Randy Reed is director of planned giving at Hampden-Sydney College and an alumnus of the school. Located in central Virginia, Hampden-Sydney was founded in 1775, making it the tenth oldest college in the United States.
Give & Take: What are some things that make Hampden-Sydney unique?
Reed: Besides being one of the three all-male colleges still in existence in the U.S., Hampden-Sydney is known for several things—most notably our friendliness and our honor code. One of our “unofficial” taglines is: We are not a small college, but a large family. There is a sense of warmth and community here. When you walk across campus, people greet one another by name.
Another important thing that defines Hampden-Sydney is our honor code, which states, “I will not lie, cheat or steal, nor tolerate those who do.” The honor code is student-run and student-enforced. It is sacred and dear to everyone: students, faculty and alumni.
Give & Take: How did you come to be director of planned giving at Hampden-Sydney?
Reed: After I graduated from Hampden-Sydney in 1982, I went to work for Circuit City and held various management positions. In 2005, I returned to Hampden-Sydney as a member of the development team, first as a major gifts officer and then in 2014 I became director of planned giving.
Give & Take: What are some similarities between working in the for-profit world and fundraising?
Reed: Having spent the bulk of my career managing people, I’ve learned fundraising is very similar. To be a good manager, you should engage your employees and listen, so you can help them do their jobs better. It is essential to communicate, help them set goals and understand who they are. Last, you must acknowledge their accomplishments.
Asking someone for a gift is about identifying what their philanthropic goals are and then helping them reach them. You must ask questions and, most importantly, LISTEN. A “no” from a donor may really be a “not right now,” or a “I’d like to make that gift, but…” What I love about planned giving is that in the latter instance I am often able to help donors make gifts they didn’t think they could make.

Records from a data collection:
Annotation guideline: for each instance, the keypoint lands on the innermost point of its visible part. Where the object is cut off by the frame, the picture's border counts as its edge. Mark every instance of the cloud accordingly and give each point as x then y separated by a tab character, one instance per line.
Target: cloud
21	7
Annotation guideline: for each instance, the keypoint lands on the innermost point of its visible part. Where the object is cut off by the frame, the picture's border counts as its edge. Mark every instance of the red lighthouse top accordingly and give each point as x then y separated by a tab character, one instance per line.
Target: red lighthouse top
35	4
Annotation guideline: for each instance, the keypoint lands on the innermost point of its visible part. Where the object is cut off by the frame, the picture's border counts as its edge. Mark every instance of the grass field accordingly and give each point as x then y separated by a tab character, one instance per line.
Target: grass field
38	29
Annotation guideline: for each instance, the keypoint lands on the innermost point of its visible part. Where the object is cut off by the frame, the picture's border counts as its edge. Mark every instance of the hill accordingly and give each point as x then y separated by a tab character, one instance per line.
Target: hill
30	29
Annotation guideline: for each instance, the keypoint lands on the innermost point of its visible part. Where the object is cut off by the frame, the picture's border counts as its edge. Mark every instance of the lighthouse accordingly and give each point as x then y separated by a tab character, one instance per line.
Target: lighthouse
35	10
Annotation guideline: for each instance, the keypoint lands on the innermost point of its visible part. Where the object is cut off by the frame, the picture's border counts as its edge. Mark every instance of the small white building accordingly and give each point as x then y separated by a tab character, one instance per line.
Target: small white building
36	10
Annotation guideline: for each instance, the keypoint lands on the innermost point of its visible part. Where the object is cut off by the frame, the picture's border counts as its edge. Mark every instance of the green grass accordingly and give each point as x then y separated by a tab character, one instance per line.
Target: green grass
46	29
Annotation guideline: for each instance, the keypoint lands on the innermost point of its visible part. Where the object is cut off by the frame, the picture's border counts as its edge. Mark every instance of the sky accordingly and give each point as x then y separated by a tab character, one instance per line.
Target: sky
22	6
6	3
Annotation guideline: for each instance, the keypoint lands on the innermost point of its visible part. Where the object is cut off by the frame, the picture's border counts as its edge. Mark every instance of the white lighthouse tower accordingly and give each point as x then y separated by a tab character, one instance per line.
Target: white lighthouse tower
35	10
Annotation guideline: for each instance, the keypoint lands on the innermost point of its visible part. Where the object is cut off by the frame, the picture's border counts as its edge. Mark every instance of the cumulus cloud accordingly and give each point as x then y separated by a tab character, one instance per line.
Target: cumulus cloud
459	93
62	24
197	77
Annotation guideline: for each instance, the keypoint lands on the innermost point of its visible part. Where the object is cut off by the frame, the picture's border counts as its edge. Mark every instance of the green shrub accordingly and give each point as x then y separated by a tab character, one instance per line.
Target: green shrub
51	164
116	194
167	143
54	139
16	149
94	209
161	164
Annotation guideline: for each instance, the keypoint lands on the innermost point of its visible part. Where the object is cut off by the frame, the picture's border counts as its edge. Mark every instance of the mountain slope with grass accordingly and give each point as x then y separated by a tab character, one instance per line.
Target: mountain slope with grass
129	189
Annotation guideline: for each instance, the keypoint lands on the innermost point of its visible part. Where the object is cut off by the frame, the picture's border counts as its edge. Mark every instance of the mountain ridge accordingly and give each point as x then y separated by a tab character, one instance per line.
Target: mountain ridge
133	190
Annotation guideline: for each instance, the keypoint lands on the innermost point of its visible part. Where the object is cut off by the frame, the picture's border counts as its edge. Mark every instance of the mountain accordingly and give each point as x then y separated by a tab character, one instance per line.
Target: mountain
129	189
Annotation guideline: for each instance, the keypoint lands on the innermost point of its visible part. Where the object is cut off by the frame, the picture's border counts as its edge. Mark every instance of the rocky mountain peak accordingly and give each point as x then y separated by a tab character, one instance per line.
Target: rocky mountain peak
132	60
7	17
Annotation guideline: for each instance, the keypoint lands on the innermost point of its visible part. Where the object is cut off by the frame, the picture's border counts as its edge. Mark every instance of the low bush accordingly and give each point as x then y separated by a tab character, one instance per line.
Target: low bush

* [TASK INSTRUCTIONS]
[A] Print the stretch of the Hampden-Sydney interview from "Randy Reed is" through "make Hampden-Sydney unique?".
[B] Write what comes next in the interview about Hampden-Sydney College, picking up right after its final sentence.

* [ANSWERS TO THE EXERCISES]
[A]
Randy Reed is director of planned giving at Hampden-Sydney College and an alumnus of the school. Located in central Virginia, Hampden-Sydney was founded in 1775, making it the tenth oldest college in the United States.
Give & Take: What are some things that make Hampden-Sydney unique?

[B]
Give & Take: Tell me about a gift like that that comes to mind.
Reed: I have a donor who is an alumnus and board member. Our board members were asked by the chairman of the board to consider making a planned gift. This donor is on the younger side, so he was not really a candidate for some of the typical planned gifts.
When I met with him, I asked if he would be interested in making a gift of life insurance, naming Hampden-Sydney as owner of the policy and beneficiary. I explained that his premium payments would be eligible for a tax deduction. He was thrilled when he realized he will eventually be making a seven-figure gift to the college. He also liked that the policy would build cash value for the benefit of the college over time. As a result, he has become even more engaged than he was before.
Give & Take: What is one of the most valuable lessons you’ve learned as a fundraiser?
Reed: It’s actually some simple advice I received before I began my career in fundraising, but it has been critical for me. It’s the importance and impact of the hand-written note.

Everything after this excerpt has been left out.